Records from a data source
- - -

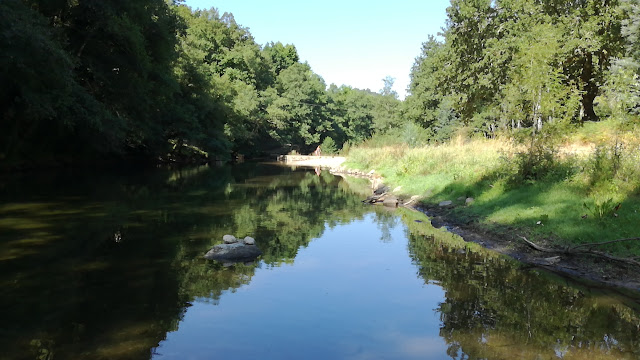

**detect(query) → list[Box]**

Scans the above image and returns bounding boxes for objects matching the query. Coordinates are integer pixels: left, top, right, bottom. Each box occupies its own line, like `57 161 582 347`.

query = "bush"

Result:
588 143 622 186
320 136 337 155
506 122 576 185
359 122 432 148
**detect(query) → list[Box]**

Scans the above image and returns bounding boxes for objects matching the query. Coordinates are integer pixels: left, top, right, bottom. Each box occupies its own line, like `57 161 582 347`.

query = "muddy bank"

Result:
418 204 640 294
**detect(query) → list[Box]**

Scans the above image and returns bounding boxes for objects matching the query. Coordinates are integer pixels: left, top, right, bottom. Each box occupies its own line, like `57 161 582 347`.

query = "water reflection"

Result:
153 212 449 360
403 210 640 359
1 164 639 359
0 164 369 359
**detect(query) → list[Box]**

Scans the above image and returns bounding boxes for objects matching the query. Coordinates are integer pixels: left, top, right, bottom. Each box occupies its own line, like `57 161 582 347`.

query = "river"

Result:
1 163 639 359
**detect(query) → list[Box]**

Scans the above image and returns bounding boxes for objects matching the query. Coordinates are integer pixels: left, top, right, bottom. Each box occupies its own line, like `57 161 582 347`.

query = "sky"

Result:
183 0 451 99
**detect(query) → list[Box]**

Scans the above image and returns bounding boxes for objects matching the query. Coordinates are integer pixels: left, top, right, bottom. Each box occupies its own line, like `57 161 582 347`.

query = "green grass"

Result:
344 125 640 256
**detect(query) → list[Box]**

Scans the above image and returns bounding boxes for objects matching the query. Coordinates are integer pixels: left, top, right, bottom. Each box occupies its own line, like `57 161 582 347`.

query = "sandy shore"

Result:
282 155 346 167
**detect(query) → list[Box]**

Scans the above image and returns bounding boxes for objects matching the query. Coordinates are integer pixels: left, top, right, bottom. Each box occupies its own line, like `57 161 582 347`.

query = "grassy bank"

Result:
344 121 640 256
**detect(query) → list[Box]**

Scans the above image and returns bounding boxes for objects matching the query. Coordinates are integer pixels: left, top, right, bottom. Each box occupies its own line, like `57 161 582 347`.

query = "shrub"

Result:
320 136 337 155
507 122 575 185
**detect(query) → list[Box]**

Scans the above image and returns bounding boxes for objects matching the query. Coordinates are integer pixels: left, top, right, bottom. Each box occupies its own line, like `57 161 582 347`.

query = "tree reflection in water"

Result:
0 164 368 359
1 165 639 359
403 209 640 360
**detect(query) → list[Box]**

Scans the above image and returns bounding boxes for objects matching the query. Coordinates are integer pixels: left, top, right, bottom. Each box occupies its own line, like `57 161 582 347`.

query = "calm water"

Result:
1 164 639 360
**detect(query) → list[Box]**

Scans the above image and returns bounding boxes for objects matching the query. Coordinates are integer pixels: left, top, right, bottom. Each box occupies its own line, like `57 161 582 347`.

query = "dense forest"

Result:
406 0 639 141
1 0 400 167
2 0 639 168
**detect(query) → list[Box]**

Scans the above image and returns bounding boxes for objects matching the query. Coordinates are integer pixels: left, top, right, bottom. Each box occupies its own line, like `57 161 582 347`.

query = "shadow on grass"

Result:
425 160 640 256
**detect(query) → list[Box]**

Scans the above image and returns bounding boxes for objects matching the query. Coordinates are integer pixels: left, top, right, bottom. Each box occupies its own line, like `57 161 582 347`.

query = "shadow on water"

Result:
0 163 368 359
1 163 639 359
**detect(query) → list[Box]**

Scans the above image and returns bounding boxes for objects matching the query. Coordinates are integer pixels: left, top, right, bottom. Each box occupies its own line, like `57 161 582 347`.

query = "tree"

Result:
0 0 75 161
372 77 402 132
502 22 578 131
327 86 375 146
266 62 331 150
404 36 458 140
263 42 299 77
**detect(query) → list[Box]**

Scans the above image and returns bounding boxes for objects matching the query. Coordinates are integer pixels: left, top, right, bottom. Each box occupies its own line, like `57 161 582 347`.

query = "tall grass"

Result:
347 136 513 196
344 122 640 256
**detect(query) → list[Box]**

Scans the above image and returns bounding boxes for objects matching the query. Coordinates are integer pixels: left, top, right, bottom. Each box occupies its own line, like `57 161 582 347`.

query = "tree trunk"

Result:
581 51 599 122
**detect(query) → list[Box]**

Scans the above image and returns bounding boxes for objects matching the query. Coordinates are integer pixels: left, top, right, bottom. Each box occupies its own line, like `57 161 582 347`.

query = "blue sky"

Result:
183 0 451 99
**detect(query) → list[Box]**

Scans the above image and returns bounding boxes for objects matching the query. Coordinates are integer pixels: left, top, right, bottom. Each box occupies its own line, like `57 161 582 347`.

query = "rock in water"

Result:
243 236 255 245
373 185 389 195
204 243 262 262
223 234 237 244
383 196 399 208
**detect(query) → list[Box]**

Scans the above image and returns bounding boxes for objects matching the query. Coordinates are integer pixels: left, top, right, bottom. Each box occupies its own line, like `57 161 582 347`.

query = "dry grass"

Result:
344 123 640 255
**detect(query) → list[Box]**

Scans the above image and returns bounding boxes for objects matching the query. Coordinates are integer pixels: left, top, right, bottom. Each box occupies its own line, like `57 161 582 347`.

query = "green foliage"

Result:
320 137 337 155
583 198 619 220
595 58 640 124
327 85 376 145
588 143 624 185
404 0 628 142
266 62 331 149
507 129 564 184
263 42 299 77
2 1 395 167
372 79 403 133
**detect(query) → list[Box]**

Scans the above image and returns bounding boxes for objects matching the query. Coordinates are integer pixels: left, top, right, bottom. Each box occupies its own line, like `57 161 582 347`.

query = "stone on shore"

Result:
465 197 475 205
439 200 453 207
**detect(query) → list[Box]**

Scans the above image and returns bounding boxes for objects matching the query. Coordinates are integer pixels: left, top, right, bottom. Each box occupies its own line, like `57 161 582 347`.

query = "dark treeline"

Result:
404 0 640 141
6 0 639 168
1 0 400 167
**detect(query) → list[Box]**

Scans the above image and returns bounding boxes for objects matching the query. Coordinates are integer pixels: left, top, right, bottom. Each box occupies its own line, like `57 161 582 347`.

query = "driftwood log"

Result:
520 236 640 267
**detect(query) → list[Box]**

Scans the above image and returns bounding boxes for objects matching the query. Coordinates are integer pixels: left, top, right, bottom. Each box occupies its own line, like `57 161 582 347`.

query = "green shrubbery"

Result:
320 137 337 155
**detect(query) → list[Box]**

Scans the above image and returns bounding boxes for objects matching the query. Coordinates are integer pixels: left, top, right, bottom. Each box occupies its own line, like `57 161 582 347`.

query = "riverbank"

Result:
333 132 640 292
278 155 346 168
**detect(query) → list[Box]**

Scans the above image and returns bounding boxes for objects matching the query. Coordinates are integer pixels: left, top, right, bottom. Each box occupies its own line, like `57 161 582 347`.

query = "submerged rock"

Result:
383 196 399 208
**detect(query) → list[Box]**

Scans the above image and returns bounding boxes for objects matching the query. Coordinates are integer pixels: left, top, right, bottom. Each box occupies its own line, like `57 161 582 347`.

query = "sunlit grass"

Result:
345 125 640 255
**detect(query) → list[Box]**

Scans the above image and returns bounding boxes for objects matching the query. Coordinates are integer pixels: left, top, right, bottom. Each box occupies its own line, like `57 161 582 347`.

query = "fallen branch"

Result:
570 237 640 251
520 236 640 267
520 236 557 253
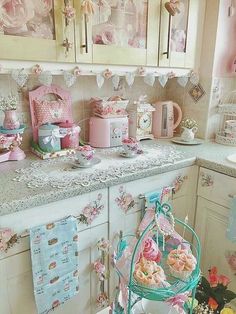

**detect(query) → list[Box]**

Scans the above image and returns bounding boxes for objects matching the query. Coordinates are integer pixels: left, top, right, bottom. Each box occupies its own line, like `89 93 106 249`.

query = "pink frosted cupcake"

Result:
167 248 197 280
141 237 162 263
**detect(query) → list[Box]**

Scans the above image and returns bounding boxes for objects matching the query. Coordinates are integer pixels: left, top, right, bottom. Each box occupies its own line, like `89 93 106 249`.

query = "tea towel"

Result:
30 216 79 314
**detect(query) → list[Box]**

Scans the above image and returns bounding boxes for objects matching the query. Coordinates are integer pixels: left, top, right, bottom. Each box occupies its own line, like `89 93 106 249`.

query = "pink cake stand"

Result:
0 125 26 162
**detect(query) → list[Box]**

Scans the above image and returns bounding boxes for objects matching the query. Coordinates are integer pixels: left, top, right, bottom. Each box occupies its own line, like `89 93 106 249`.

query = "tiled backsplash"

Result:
0 75 166 150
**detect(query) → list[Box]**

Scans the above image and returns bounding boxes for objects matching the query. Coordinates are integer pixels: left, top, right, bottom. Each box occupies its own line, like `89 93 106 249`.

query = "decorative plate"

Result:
227 154 236 164
171 137 204 145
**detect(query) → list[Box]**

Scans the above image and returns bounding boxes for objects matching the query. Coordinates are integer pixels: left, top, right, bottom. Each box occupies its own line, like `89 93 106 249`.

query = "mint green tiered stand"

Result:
114 201 201 314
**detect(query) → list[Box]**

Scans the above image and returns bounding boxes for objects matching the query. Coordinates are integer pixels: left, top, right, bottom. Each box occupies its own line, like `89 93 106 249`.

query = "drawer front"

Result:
197 168 236 208
0 189 108 259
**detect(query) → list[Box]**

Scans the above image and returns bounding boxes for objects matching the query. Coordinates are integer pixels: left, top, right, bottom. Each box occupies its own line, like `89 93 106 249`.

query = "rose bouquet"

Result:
195 267 236 313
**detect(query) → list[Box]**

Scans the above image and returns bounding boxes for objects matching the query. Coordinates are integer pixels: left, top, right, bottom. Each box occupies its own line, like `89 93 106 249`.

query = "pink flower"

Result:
62 5 76 20
218 274 230 287
77 145 93 152
93 260 106 281
83 206 92 217
97 238 110 252
142 237 162 263
32 64 43 75
73 66 81 77
0 228 15 252
103 69 112 79
226 252 236 271
122 137 137 144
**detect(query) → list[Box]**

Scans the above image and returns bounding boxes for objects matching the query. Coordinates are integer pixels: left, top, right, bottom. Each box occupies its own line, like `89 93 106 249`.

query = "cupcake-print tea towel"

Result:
30 216 79 314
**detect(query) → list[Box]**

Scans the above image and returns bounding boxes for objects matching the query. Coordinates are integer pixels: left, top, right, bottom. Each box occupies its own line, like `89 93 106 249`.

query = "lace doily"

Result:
13 144 184 189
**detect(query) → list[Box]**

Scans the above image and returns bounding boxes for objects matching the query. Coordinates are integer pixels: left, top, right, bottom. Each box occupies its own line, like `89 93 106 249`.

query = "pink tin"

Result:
59 121 80 149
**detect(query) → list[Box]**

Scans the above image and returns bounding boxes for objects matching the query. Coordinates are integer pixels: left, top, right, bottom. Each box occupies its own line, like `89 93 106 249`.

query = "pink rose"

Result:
226 252 236 271
218 275 230 287
83 206 92 217
142 237 162 263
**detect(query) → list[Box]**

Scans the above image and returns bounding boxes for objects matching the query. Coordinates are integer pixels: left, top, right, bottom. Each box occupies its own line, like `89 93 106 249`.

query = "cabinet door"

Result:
159 0 200 68
108 165 198 300
0 0 75 62
195 197 236 292
0 223 108 314
75 0 160 66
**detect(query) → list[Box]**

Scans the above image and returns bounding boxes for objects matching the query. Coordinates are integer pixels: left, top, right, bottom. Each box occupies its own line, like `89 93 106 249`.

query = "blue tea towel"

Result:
227 196 236 242
30 216 79 314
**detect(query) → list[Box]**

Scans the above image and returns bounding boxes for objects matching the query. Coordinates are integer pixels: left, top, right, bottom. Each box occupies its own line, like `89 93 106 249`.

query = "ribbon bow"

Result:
42 129 65 147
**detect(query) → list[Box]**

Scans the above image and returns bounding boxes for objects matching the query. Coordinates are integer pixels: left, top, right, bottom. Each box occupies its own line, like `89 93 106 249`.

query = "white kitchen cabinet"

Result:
109 165 198 300
0 223 108 314
195 168 236 293
195 197 236 292
159 0 203 68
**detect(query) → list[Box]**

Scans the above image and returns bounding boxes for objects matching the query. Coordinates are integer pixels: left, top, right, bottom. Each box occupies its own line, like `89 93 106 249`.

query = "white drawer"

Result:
197 168 236 208
0 189 108 259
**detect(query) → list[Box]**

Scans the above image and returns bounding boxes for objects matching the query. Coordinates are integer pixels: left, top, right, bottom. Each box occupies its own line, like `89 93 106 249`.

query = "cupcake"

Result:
167 248 197 280
133 257 168 288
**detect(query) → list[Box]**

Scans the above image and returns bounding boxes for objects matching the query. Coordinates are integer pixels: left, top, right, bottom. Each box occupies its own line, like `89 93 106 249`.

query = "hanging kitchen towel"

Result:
145 186 173 209
226 196 236 242
30 216 79 314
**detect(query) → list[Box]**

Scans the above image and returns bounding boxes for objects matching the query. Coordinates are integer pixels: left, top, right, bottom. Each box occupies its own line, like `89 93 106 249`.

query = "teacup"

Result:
76 145 95 165
122 137 139 156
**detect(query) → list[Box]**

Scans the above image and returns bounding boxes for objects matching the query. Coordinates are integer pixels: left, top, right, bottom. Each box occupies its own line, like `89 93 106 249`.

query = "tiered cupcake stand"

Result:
112 201 201 314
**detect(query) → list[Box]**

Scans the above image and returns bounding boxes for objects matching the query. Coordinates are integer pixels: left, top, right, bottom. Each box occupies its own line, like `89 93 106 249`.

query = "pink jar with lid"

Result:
59 121 80 149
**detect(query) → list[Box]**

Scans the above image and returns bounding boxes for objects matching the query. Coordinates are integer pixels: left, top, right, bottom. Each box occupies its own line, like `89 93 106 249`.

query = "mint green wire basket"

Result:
114 200 201 314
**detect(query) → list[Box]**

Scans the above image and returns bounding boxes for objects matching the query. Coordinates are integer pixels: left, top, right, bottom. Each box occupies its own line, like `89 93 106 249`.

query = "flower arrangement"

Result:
195 266 236 313
0 228 18 252
115 186 135 213
0 94 18 111
78 193 104 225
97 238 110 253
180 118 198 129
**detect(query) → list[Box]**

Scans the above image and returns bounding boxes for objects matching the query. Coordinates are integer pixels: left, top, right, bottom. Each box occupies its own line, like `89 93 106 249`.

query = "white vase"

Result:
181 126 198 142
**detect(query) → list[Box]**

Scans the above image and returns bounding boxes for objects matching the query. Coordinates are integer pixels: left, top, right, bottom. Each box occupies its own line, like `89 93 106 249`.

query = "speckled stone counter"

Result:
0 140 236 216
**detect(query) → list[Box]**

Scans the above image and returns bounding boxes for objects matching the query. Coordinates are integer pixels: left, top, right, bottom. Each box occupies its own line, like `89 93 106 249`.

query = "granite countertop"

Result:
0 140 236 217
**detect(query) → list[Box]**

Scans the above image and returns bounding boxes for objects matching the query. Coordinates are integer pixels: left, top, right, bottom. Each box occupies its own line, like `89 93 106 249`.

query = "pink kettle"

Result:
152 101 182 138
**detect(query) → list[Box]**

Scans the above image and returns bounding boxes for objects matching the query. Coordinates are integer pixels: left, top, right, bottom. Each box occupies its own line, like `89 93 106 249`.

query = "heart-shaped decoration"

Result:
11 69 28 87
125 72 135 87
112 75 120 90
165 2 177 16
177 76 189 87
144 73 155 87
158 75 168 88
38 71 53 86
63 71 77 88
190 72 200 85
96 74 105 89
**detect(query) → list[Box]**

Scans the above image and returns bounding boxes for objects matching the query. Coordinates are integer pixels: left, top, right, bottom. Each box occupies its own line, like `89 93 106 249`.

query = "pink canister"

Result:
59 121 80 149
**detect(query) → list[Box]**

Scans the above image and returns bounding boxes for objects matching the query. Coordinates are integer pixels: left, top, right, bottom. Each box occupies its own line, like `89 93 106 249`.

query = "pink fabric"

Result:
34 99 71 126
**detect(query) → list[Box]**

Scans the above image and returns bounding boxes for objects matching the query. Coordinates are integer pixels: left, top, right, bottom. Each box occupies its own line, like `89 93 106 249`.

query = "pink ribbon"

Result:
167 292 189 314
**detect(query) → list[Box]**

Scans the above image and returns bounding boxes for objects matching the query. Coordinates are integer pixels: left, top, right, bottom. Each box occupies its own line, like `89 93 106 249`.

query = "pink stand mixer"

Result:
0 125 26 162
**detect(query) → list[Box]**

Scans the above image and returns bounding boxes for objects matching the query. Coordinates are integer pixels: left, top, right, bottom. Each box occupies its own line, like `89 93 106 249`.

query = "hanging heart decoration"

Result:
11 69 28 87
63 71 77 87
125 72 135 87
96 73 104 89
38 71 53 86
112 74 120 90
144 73 155 87
158 75 168 88
177 76 189 87
190 71 200 85
103 69 112 79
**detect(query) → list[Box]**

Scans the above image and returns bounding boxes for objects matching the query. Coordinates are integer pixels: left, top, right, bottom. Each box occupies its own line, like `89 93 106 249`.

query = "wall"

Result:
0 74 166 150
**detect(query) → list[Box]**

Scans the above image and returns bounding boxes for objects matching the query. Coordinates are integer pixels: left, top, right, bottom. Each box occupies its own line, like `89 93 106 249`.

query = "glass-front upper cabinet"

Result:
0 0 75 62
159 0 200 68
75 0 160 66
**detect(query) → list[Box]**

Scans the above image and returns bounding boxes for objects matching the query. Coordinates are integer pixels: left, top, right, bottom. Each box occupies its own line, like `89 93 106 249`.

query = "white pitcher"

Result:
181 126 198 142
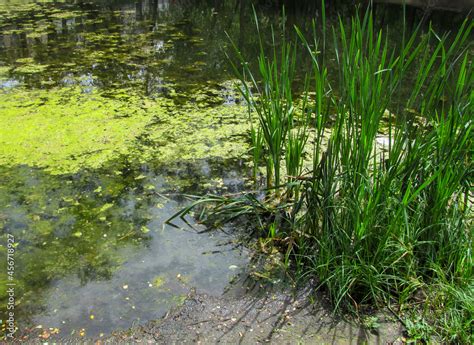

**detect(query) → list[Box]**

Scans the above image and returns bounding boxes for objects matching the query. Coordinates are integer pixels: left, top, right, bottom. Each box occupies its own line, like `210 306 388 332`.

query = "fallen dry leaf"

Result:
39 330 50 339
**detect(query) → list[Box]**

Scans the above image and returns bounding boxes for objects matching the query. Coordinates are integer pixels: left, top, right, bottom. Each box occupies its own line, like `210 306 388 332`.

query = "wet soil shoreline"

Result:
17 284 404 344
102 288 404 344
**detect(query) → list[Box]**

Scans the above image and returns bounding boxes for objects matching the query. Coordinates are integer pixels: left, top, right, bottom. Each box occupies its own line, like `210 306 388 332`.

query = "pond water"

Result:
0 0 467 341
0 0 263 339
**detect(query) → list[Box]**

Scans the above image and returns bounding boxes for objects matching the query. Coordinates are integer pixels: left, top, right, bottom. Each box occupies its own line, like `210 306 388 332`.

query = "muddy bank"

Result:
14 272 405 344
97 285 405 344
90 289 400 344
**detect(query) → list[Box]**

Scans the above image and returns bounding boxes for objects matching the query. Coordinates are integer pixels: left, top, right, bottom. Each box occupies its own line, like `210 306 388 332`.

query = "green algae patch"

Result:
0 83 250 175
152 276 166 289
14 62 49 74
0 66 11 76
0 87 164 174
140 103 249 164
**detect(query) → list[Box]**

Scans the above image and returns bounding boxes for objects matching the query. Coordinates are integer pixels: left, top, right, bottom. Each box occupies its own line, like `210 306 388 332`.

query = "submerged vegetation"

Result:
173 5 474 343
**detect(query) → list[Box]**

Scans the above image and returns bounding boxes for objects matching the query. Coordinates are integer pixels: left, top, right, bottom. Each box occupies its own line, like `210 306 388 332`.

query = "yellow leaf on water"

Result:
39 330 50 339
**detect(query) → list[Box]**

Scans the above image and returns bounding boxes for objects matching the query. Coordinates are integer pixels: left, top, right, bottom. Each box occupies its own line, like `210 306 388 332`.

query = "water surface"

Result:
0 0 258 339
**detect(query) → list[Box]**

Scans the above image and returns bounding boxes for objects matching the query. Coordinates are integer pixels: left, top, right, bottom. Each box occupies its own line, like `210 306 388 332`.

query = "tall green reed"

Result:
176 3 473 342
227 8 310 192
293 5 472 341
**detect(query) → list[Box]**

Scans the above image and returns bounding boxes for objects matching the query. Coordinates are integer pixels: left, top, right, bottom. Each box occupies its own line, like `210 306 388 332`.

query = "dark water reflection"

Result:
0 0 264 97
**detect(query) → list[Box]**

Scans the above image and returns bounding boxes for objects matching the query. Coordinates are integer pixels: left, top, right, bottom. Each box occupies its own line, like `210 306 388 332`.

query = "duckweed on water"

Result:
0 86 249 175
152 276 165 289
0 65 9 76
0 87 159 174
13 63 49 74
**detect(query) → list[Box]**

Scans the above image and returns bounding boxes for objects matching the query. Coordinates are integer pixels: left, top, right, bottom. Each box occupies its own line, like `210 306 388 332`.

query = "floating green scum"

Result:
0 86 249 175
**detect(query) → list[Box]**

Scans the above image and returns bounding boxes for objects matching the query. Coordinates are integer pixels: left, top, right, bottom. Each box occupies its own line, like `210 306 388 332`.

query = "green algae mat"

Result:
0 86 249 174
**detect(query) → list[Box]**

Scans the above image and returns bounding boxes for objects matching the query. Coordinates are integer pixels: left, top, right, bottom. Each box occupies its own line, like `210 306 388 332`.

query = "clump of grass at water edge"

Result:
169 4 473 343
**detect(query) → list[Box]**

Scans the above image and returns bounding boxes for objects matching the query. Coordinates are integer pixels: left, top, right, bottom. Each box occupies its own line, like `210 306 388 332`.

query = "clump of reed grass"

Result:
170 3 473 342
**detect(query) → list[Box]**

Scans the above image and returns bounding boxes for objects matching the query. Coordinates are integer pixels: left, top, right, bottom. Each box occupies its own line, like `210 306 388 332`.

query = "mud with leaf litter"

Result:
19 280 405 344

- - -

#### WORK ITEM
Find how many lines in the entries above have the string "algae" and report only that number.

#### EXERCISE RESULT
2